# True Altum Angel [wild type] Pterophyllum altum



## aquaman (Feb 16, 2009)

I have been trying to find some True Altum Angel's / Pterophyllum Altum Wild Type & having no luck. I am working with a local aquarium shop, However they will only place an order if enough people place pre-orders. Does anyone have any idea of a breeder I can contact that sells OR ships True Altum Angel's [wild type]. I need about 4-5 fish to complete my Wild Altum Tank: 


I am located In Westchester County 
About 45 min. from Brewster
About 45 min from South Salem.
About 35 min. from Straford CT
About 45 min. From Malverne LI
About 50 min. From NYC

Thank You


----------



## HalGood (May 31, 2009)

I would be interested in purchasing 2 to 6 depending on cost, size and condition. I am experienced at successfully keeping wild atums. Had to give up last group several yeats ago due to moving.


----------



## JIM (May 27, 2009)

*Have you guys tried AquaBid??*


----------



## Rareaquatics (May 29, 2009)

I have also been searching for these in the UK no luck so far


----------



## aquaman (Feb 16, 2009)

My Local shop told me that they should get some in over the next several weeks. I have decided to pre-order 4-5 Medium Size Altum Angels. The last one I purchased from them coast $60 bucks, however that was 8 months ago. The last time they had them in the were charging $110.00 each. Price all depends on availability. 

Any Ideas on how I should introduce them to my tank. All comments or sugestions are welcome.


----------

# DIRECTION A
Pick out each line of the records below that contains the word "green", and list those lines.

# PROVIDED MATERIAL
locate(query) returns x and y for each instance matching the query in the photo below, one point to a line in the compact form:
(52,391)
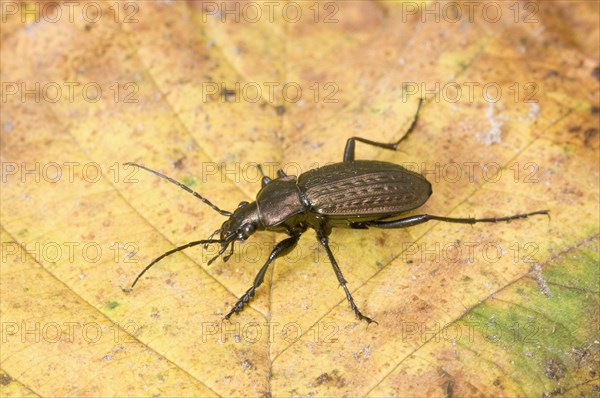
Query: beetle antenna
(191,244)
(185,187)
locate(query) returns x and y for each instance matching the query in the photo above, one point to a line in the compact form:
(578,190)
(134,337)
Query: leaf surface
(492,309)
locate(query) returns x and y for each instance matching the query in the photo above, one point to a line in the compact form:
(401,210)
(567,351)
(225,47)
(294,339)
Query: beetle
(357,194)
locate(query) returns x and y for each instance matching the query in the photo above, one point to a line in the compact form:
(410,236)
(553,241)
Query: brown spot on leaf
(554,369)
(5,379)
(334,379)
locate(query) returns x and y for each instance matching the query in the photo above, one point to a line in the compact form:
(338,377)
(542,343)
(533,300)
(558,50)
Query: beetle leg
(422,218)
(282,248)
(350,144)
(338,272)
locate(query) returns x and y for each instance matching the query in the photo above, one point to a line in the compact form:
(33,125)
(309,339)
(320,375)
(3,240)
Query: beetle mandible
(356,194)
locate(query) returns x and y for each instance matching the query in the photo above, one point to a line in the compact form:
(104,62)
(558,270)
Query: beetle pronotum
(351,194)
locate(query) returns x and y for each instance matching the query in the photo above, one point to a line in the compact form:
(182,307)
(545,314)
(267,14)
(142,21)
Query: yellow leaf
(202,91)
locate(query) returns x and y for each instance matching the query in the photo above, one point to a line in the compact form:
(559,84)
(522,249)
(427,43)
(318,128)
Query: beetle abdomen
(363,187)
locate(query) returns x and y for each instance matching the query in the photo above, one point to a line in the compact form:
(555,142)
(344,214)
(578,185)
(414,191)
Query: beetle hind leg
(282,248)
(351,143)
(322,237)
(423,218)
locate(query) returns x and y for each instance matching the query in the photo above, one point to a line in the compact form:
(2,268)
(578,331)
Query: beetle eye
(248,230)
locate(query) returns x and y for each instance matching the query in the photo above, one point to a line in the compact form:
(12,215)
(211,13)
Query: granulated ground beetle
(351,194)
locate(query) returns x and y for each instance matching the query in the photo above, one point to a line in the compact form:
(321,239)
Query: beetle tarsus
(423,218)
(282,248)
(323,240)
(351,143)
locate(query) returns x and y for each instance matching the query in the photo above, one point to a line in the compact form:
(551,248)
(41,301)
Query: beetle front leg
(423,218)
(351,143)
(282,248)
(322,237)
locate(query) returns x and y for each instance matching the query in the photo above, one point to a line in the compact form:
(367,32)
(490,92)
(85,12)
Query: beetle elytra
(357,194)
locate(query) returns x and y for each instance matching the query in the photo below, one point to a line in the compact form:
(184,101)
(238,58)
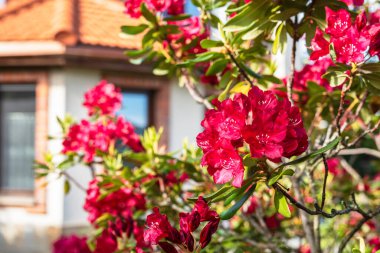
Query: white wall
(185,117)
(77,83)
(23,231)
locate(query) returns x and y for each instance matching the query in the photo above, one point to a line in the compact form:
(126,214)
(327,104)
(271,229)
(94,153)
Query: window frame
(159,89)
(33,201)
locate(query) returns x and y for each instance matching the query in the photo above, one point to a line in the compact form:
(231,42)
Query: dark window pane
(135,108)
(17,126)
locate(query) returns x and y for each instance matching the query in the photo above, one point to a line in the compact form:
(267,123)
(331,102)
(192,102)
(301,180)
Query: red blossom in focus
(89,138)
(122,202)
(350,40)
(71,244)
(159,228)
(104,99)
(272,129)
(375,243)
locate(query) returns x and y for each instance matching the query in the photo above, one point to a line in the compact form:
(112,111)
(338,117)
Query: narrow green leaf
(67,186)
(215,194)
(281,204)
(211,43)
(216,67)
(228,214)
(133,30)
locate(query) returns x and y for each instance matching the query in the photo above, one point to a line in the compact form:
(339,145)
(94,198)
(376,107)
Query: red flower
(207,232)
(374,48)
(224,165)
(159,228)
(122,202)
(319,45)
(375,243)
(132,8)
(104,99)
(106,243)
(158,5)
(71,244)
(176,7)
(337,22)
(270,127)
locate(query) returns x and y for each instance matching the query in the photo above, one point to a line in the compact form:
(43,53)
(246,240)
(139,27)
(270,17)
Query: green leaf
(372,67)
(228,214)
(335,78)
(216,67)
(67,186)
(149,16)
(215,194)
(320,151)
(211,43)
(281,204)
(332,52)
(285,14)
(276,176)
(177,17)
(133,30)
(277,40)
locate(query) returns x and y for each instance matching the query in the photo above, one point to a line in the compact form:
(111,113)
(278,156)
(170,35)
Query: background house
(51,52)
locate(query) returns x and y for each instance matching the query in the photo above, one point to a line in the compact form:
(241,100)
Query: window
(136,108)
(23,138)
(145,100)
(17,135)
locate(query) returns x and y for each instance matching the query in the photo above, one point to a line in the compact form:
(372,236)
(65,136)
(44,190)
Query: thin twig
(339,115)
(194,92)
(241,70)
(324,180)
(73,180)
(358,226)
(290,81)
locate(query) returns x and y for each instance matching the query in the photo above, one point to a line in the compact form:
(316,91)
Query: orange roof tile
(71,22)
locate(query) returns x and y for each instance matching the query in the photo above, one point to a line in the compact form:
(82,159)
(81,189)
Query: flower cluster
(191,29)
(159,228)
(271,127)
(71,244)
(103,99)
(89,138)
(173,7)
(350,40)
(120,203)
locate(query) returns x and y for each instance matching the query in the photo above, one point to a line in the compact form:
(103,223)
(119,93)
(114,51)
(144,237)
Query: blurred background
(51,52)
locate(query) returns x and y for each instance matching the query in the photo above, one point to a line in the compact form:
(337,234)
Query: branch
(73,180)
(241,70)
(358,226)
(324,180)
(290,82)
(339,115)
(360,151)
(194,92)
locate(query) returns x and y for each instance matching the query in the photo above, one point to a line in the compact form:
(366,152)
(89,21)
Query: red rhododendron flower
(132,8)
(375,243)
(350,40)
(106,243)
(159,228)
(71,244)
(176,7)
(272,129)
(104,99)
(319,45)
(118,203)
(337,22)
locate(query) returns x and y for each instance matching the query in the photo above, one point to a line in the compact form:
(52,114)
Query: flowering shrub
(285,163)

...

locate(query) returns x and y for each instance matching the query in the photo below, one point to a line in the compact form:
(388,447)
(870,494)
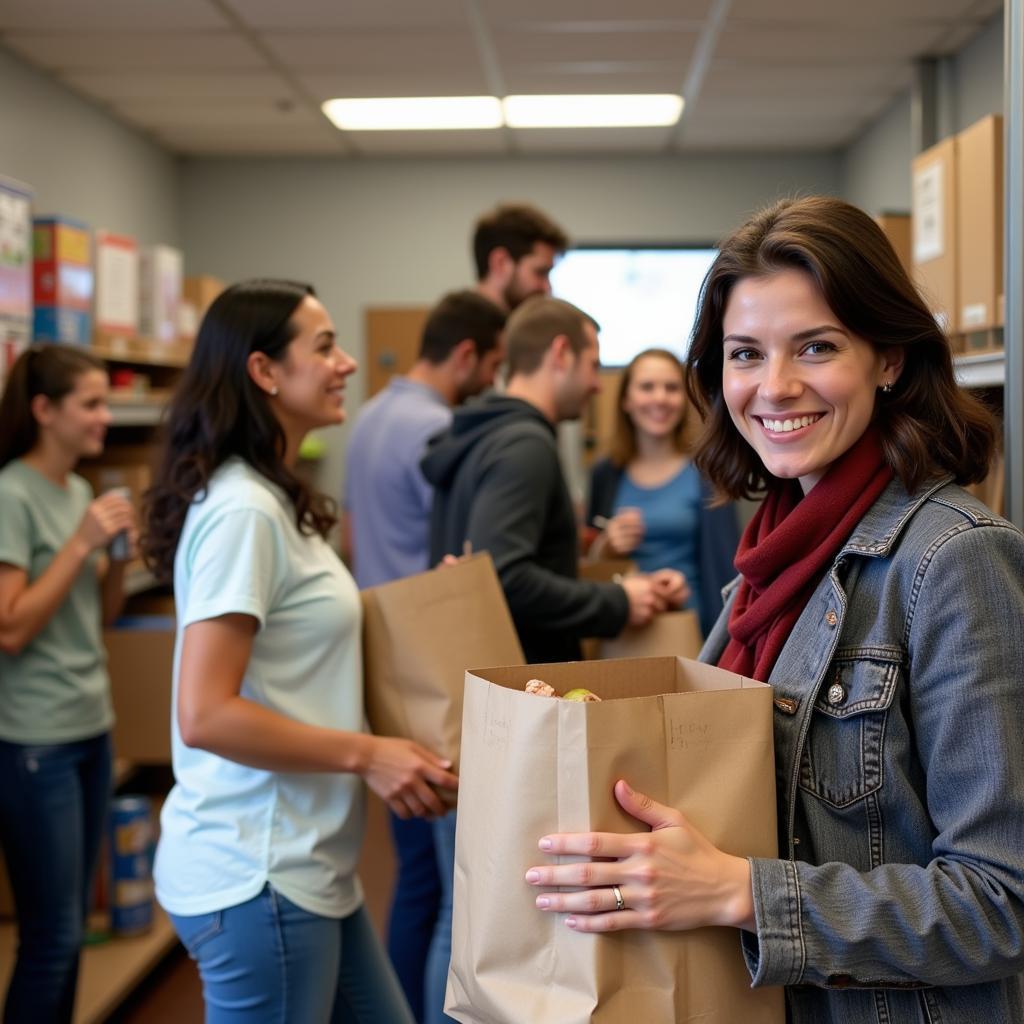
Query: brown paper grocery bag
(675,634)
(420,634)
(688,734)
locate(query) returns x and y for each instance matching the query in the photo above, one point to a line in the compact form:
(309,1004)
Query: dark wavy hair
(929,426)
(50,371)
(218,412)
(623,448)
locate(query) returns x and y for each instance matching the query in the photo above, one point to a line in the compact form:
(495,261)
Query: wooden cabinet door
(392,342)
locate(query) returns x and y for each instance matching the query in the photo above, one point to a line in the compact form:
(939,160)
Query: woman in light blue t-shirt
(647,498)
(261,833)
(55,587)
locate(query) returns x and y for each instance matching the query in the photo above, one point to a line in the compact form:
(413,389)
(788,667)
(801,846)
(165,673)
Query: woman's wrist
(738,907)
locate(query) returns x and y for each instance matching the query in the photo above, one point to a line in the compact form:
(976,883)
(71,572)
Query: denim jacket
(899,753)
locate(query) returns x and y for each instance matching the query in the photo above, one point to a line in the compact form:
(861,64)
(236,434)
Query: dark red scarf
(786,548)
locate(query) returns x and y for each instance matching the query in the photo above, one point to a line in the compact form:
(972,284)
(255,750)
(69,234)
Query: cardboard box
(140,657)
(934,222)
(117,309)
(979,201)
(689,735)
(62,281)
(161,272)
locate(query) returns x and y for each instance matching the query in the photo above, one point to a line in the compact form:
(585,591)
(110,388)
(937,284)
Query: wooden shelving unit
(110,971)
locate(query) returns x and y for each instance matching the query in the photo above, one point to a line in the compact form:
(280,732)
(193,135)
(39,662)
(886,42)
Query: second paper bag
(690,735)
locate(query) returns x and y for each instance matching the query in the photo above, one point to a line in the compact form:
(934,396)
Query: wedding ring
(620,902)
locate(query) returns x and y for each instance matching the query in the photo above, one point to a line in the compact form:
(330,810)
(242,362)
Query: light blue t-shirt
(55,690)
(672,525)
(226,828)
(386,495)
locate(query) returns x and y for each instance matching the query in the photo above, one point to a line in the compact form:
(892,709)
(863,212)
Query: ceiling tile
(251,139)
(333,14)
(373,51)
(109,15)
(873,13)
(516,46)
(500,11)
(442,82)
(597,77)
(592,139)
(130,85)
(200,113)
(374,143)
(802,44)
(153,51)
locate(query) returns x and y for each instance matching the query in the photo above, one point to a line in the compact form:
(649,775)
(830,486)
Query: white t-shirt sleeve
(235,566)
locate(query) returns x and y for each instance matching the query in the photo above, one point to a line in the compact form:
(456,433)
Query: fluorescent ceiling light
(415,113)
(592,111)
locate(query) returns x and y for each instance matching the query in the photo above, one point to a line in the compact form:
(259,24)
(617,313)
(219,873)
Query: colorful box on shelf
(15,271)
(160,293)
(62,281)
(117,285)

---

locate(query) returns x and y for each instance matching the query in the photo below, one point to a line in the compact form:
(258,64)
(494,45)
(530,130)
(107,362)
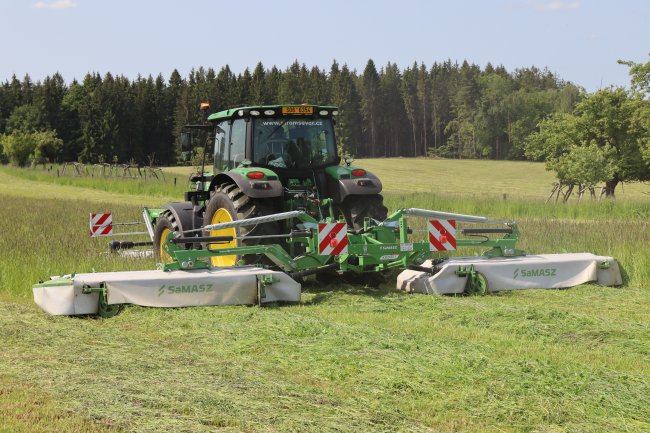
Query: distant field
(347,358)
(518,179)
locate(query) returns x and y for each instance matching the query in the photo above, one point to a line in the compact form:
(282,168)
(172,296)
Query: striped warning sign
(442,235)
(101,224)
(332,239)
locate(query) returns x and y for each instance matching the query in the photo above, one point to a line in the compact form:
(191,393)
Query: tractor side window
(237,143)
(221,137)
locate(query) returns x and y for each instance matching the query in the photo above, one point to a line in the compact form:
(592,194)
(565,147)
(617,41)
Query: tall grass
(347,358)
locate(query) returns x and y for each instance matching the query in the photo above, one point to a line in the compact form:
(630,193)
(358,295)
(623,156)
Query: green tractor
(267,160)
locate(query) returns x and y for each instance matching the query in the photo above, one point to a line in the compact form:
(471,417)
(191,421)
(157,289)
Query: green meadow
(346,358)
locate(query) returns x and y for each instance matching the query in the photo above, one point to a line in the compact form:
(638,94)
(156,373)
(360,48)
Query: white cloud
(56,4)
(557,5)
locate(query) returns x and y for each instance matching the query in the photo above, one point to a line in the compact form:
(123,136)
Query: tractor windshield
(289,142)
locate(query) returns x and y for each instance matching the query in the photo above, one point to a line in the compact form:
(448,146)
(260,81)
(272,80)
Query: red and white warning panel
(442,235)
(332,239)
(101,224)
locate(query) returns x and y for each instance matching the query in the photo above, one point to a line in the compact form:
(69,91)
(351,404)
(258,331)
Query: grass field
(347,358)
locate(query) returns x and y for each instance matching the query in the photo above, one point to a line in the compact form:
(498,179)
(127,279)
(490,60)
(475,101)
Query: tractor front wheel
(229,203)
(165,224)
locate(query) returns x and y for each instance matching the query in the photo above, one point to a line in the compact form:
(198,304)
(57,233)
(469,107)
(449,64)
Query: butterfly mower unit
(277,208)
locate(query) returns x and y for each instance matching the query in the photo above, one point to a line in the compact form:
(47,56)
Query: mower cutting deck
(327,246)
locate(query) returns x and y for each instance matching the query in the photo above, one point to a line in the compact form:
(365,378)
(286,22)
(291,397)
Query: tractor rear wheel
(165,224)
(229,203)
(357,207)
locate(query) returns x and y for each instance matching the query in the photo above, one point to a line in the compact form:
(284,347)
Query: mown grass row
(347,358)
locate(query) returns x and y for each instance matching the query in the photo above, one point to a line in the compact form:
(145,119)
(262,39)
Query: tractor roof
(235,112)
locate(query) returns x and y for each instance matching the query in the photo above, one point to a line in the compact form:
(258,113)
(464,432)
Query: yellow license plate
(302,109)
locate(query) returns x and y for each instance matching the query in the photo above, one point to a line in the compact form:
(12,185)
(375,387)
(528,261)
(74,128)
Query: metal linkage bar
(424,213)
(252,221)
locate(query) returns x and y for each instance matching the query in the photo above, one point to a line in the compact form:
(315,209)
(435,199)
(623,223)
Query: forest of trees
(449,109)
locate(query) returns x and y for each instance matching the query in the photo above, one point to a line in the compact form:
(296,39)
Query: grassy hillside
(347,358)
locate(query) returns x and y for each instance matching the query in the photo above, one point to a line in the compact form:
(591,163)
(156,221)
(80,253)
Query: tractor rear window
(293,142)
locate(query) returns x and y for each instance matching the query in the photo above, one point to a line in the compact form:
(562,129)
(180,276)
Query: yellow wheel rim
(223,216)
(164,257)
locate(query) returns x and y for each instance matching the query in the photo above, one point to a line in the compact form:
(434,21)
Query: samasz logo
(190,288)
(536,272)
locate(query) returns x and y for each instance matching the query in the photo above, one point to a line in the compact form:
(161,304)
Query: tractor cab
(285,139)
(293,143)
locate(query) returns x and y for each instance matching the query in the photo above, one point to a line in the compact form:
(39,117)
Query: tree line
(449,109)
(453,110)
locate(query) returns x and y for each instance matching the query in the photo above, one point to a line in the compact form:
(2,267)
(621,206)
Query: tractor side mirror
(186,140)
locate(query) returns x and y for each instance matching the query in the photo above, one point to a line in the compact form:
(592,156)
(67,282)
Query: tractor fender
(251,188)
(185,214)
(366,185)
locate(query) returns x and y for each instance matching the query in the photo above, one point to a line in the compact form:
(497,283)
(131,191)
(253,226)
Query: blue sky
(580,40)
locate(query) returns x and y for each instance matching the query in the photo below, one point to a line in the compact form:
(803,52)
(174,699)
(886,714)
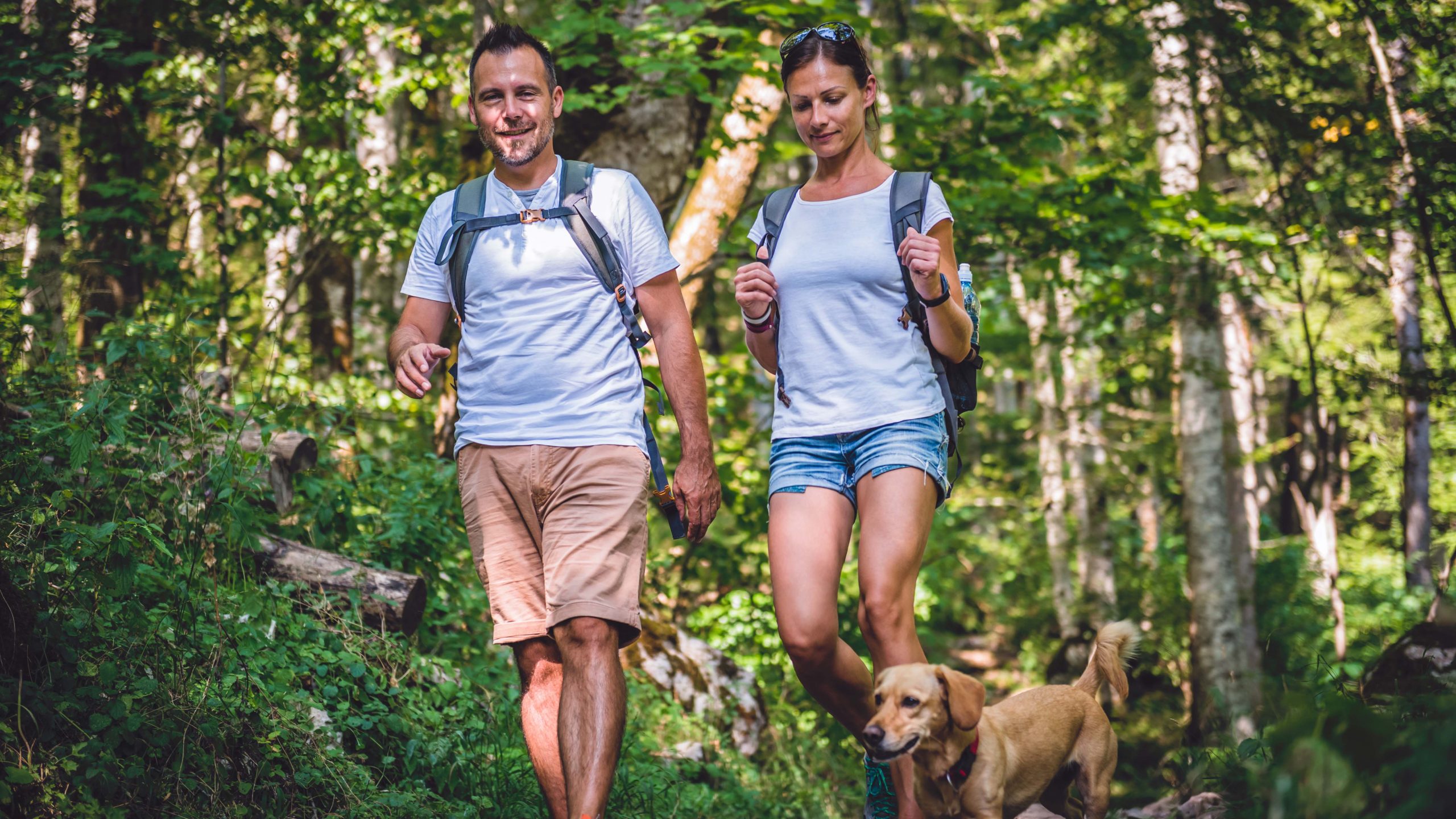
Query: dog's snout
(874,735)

# DIRECTION B
Answer these from the angelfish thread above:
(i) In which county does the first poster live?
(ii) In what country has Rareaquatics been searching?
(iii) How many fish would HalGood be interested in buying?

# RIGHT ANSWER A
Query: narrow green leaf
Query: green leaf
Query: green tractor
Query: green meadow

# RIGHT ANSWER B
(i) Westchester County
(ii) The UK
(iii) 2 to 6, depending on cost, size and condition